_Data_:
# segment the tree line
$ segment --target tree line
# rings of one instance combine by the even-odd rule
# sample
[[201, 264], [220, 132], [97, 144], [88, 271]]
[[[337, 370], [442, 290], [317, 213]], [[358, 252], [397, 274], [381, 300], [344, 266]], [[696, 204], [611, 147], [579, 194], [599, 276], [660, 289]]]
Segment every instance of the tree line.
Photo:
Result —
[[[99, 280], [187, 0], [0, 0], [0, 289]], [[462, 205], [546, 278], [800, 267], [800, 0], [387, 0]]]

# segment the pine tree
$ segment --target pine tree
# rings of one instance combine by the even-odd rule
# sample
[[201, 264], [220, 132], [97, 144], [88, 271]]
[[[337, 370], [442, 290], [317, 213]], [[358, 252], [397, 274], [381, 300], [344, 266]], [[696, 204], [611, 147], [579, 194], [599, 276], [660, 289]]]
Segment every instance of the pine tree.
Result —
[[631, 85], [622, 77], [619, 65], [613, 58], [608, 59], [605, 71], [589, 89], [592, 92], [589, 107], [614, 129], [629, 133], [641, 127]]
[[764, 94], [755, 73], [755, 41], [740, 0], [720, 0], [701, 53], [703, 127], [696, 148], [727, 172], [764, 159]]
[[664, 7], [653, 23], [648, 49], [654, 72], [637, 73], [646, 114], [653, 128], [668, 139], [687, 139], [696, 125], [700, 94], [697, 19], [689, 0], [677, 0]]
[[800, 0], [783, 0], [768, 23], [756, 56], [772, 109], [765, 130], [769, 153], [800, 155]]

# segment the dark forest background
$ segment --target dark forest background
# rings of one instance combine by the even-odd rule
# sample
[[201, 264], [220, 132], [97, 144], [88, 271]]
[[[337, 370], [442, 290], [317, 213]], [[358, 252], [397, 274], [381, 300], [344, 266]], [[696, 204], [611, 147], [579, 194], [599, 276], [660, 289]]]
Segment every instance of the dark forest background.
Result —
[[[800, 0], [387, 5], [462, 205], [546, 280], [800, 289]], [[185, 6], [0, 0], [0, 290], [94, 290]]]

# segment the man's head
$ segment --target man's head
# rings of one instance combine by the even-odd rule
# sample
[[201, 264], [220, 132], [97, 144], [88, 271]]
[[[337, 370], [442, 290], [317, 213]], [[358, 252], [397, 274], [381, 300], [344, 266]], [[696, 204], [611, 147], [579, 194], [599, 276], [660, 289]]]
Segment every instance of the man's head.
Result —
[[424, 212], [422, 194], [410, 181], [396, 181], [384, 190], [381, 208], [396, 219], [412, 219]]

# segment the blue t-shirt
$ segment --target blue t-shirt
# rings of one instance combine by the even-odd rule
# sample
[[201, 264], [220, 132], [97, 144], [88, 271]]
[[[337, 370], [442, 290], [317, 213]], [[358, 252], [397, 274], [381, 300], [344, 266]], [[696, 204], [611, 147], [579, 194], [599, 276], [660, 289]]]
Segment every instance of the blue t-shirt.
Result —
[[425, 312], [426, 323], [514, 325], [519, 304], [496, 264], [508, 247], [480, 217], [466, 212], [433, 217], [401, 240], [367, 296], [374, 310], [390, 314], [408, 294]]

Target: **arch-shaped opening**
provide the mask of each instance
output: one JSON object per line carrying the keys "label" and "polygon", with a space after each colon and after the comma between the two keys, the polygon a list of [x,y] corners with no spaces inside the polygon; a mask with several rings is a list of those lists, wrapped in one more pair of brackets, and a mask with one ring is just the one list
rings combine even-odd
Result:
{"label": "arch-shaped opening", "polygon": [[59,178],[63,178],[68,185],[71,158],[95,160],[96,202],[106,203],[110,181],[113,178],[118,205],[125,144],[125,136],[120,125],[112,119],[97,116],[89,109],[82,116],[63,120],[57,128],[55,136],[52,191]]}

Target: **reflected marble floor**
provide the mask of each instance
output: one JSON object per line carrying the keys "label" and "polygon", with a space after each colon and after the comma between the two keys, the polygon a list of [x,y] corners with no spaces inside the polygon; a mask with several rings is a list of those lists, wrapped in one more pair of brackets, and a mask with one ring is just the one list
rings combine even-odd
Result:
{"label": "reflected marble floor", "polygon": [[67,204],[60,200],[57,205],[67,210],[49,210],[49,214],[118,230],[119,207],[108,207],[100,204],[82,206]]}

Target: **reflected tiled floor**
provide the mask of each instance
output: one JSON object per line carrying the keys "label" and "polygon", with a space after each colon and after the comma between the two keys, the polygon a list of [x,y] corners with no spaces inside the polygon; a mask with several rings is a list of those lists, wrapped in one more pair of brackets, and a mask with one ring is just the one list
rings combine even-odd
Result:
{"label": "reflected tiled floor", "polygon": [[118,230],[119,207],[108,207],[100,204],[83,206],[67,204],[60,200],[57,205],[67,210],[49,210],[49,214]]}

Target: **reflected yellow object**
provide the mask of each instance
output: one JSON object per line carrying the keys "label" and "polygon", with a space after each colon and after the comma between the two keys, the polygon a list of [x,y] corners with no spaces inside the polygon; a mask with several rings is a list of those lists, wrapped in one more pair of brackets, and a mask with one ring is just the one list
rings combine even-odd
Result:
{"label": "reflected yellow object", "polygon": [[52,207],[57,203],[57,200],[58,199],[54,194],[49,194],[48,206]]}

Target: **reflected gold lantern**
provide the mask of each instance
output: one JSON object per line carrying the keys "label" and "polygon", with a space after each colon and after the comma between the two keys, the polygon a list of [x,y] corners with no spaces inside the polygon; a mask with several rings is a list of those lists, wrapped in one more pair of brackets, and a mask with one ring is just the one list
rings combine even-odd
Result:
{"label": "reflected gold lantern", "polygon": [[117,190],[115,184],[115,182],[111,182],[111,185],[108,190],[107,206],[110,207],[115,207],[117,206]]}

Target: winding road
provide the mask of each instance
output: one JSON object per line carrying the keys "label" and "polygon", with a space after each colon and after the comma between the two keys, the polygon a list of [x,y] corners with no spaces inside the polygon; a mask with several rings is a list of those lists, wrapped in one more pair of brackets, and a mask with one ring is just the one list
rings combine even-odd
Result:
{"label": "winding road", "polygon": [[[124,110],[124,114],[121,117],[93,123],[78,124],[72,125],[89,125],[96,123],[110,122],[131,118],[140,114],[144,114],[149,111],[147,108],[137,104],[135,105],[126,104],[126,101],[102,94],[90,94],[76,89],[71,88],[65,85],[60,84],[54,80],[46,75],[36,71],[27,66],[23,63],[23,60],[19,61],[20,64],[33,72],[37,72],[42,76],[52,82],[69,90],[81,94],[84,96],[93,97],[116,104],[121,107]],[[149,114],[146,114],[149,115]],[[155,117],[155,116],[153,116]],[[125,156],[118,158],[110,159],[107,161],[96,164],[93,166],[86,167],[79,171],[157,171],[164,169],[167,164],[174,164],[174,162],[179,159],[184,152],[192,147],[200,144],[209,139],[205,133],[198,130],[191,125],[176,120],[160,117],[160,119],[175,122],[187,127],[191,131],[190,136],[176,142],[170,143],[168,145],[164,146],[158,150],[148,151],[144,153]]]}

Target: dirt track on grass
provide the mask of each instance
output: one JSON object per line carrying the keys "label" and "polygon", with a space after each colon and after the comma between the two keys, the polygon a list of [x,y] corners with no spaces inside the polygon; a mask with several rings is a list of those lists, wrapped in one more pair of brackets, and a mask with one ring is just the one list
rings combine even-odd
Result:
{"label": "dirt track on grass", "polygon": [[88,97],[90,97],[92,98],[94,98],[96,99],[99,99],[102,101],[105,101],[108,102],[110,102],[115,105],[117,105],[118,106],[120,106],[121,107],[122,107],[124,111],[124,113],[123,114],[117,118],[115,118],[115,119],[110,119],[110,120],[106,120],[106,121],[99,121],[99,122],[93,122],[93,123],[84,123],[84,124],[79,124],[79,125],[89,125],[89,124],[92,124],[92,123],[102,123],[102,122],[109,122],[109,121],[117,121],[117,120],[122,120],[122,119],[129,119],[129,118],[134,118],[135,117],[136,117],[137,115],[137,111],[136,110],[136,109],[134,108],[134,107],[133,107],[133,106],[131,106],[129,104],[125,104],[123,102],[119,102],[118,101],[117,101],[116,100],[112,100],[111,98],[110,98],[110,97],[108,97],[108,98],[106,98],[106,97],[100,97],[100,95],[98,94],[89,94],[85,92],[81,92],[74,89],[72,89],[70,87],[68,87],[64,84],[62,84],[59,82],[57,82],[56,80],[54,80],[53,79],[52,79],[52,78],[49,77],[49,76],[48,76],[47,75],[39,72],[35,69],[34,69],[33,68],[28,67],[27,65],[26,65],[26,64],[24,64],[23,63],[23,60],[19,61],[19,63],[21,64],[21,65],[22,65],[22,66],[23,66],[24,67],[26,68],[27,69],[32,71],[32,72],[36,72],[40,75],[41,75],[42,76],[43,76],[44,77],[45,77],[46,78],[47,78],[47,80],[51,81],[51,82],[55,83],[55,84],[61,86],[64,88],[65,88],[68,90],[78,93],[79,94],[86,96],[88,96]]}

_What you need to do_: Copy the records above from the very first line through the line that contains "0], [387, 0]]]", including both of those lines.

_Complete response_:
# segment the tree line
$ segment --target tree line
# rings of one instance combine by the even-odd rule
# sample
[[201, 264], [220, 132], [97, 144], [88, 271]]
[[[337, 370], [442, 290], [317, 213]], [[358, 252], [397, 274], [381, 300], [344, 266]], [[696, 204], [611, 147], [579, 194], [599, 276], [660, 289]]]
Segment every instance of the tree line.
Photo:
Result —
[[[99, 280], [187, 0], [0, 0], [0, 289]], [[462, 205], [546, 278], [800, 267], [800, 0], [387, 0]]]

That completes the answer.